▶ Отрывок текста
○ ○ ○ ○

За четыре года существования юридическая фирма «Данилов и Конради» из небольшого корпоративного бутика превратилась в команду во главе с 6 партнерами с различными областями практики, обеспечив успешное закрытие сделок на общую сумму свыше 15 млрд долларов США. Сохраняя свою основную специализацию на сделках M&A, фирма также успешно занимается разрешением споров и сопровождением ICO и блокчейн-проектов. Поводом для нашего разговора с управляющим партнером фирмы Андреем Даниловым стало переименование компании в «Данилов и Партнеры» и назначение двух новых партнеров.
Расскажите, пожалуйста, о том, как складывалась ваша карьера.
После окончания МГИМО я пять лет трудился в московском офисе Allen & Overy. Я стажировался в Лондоне и Франкфурте. Это позволило шире взглянуть на мир, увидеть, как работают коллеги за рубежом. В Лондоне я работал в одной группе с Дэвидом Морли, тогда главой глобальной банковской практики фирмы, позже он возглавил Allen & Overy. Именно там я убедился в эффективности горизонтальной системы управления в коллективе. В Лондоне партнеры не относились к остальным юристам как к подчиненным. Работая над сделкой, мы совместно все обсуждали и распределяли обязанности. Эту же модель стараемся использовать сегодня.
Формально я был приписан к банковской группе, но фактически в то время московские практики иностранных юридических фирм занимались всем. Например, в 1997 г. для Европейского банка реконструкции и развития мы готовили заключение о проекте транспортировки нефти из Азербайджана в Новороссийск. Нам приходилось погружаться в дебри межправительственных соглашений.
В 2002 г. я перешел в американскую юридическую фирму Latham & Watkins и проработал там два года в практике рынков капитала. Я участвовал в подготовке примерно 10 выпусков еврооблигаций, занимался сопровождением сделок IPO.
В 2004 г. я столкнулся в лифте с партнером Akin Gump, с которым вместе работал над кредитной сделкой компании «ВымпелКом», во время работы ещё в Allen & Overy. Мы разговорились. Буквально через две недели, с апреля 2004 г., я начал работать в Akin Gump. Постепенно я стал больше заниматься нефтью и газом, корпоративными сделками. В 2008 г. я стал там партнером.

○ ○ ○ ○

▶ Показанные данные

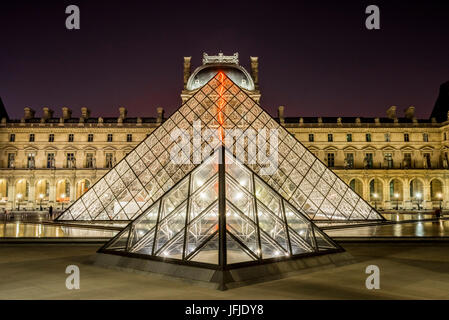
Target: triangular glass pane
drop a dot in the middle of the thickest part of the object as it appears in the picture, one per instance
(170, 226)
(322, 241)
(243, 229)
(201, 228)
(207, 253)
(120, 242)
(235, 253)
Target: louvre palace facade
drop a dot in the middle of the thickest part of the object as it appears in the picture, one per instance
(393, 162)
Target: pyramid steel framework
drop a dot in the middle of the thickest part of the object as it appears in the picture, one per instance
(222, 217)
(139, 180)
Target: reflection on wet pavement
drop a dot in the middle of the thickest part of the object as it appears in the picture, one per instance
(412, 229)
(36, 230)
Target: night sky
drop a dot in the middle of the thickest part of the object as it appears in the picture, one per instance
(315, 57)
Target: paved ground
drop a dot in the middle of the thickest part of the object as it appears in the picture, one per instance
(408, 271)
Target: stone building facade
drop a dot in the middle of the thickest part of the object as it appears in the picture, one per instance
(394, 162)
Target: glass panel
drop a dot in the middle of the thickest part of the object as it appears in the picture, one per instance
(268, 197)
(174, 249)
(170, 226)
(301, 226)
(236, 253)
(208, 253)
(204, 172)
(270, 249)
(238, 172)
(241, 228)
(120, 242)
(201, 229)
(273, 226)
(238, 196)
(174, 198)
(144, 223)
(203, 198)
(322, 240)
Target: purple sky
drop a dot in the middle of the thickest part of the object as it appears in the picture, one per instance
(316, 57)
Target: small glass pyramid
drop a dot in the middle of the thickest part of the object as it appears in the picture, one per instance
(221, 213)
(145, 174)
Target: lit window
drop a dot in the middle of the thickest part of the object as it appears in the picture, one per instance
(331, 160)
(311, 137)
(368, 137)
(349, 137)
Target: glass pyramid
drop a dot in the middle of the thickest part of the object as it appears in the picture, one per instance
(221, 214)
(139, 180)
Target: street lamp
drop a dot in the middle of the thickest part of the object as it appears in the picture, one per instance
(62, 200)
(41, 196)
(19, 196)
(375, 195)
(396, 195)
(418, 197)
(440, 198)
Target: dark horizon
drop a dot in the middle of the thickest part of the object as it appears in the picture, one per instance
(314, 59)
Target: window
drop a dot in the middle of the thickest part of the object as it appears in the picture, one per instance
(426, 161)
(70, 160)
(31, 161)
(89, 160)
(331, 159)
(368, 162)
(349, 137)
(407, 160)
(388, 160)
(406, 137)
(368, 137)
(50, 160)
(349, 161)
(109, 160)
(11, 160)
(311, 137)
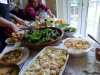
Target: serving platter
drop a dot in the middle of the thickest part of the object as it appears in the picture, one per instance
(23, 56)
(77, 46)
(31, 63)
(47, 43)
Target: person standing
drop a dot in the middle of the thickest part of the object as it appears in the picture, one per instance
(6, 26)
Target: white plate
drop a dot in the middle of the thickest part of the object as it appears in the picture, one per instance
(25, 53)
(29, 63)
(74, 51)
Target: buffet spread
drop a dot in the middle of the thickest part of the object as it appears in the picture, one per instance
(50, 60)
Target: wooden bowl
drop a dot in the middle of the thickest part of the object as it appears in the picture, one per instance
(48, 43)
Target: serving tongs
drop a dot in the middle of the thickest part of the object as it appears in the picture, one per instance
(94, 39)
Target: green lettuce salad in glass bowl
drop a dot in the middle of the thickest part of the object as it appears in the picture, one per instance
(69, 31)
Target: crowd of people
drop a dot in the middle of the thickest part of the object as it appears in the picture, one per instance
(33, 11)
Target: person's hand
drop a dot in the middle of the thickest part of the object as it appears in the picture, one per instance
(13, 27)
(21, 22)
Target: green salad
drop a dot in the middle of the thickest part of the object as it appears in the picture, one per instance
(41, 36)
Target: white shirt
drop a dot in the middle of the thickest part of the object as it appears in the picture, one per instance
(4, 1)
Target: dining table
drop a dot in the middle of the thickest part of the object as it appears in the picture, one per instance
(77, 65)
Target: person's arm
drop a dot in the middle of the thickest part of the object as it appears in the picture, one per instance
(47, 10)
(31, 12)
(50, 13)
(6, 23)
(18, 20)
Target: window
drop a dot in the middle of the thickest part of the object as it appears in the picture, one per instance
(82, 14)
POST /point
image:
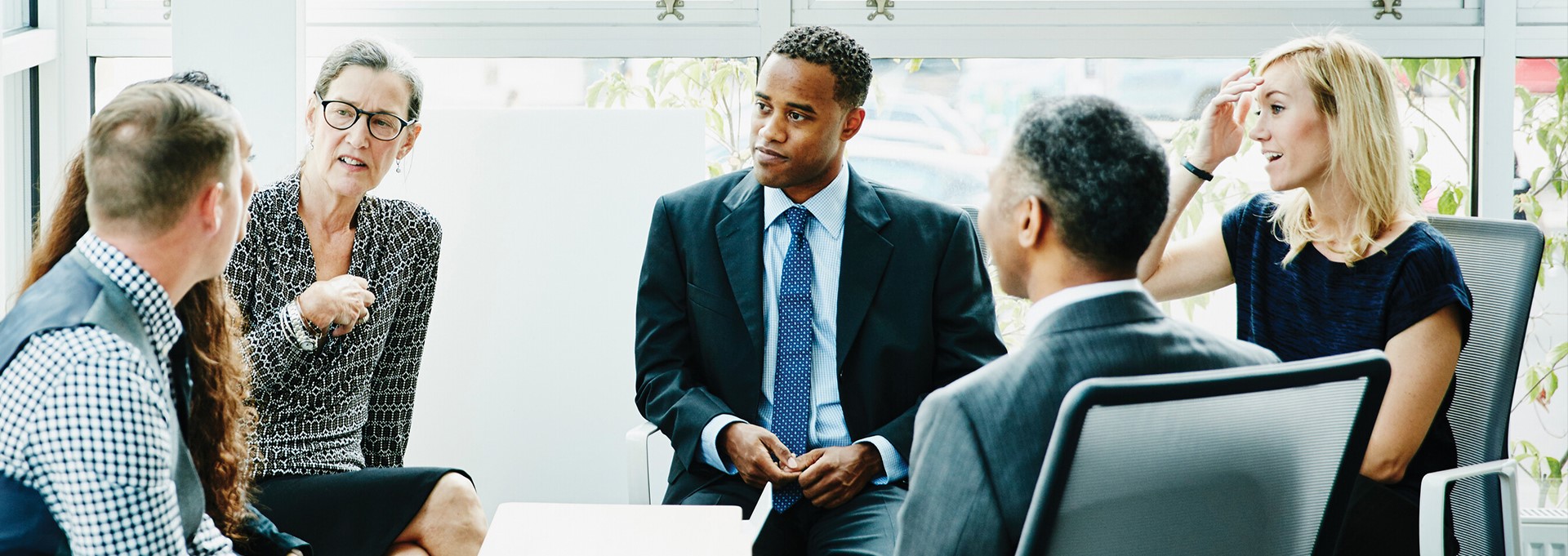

○ ○ ○ ○

▶ Задание 1
Перепишите часть интервью с Андреем Даниловым начиная со слов «За четыре года» и дальше до слов «двух новых партнеров.». Поменяйте при этом «6 партнерами» на «шестью партнерами».
▶ Задание 2
Допишите интервью с Андреем Даниловым дальше, сразу после его последней фразы.

▶ Ответ на задание 1
За четыре года существования юридическая фирма «Данилов и Конради» из небольшого корпоративного бутика превратилась в команду во главе с шестью партнерами с различными областями практики, обеспечив успешное закрытие сделок на общую сумму свыше 15 млрд долларов США. Сохраняя свою основную специализацию на сделках M&A, фирма также успешно занимается разрешением споров и сопровождением ICO и блокчейн-проектов. Поводом для нашего разговора с управляющим партнером фирмы Андреем Даниловым стало переименование компании в «Данилов и Партнеры» и назначение двух новых партнеров.

▶ Ответ на задание 2
В чем основные отличия английских и американских юридическим фирм?
В американских фирмах атмосфера жестче, во главе угла стоит принцип зарабатывания денег. Отношения там менее демократичные, для партнеров большое значение имеет наличие юристов, которым можно давать задание. В английских юридических фирмах гораздо больше развита система делегирования. Партнер, получая работу, передает ее старшему юристу, и тот уже ведет проект. В американских же фирмах партнеры, как правило, сами занимаются проектами, подключая к работе в зависимости от ситуации юристов старшего, среднего и младшего звена. Наша фирма занимается проектами по американскому принципу, при этом мы стараемся сохранить дружескую коллегиальную атмосферу как в английской фирме.
После Akin Gump вы более года работали в KPMG. Как случился этот поворот в вашей карьере?
В 2012 г., работая над одной из сделок по продаже бизнеса, я встретился с главой налоговой и юридической практики KPMG. Он рассказал, что KPMG стремится открыть в Москве корпоративную практику и заняться транзакционной работой. Им очень нужен человек, обладающий соответствующим опытом, выросший вне этой системы и способный иначе смотреть на все.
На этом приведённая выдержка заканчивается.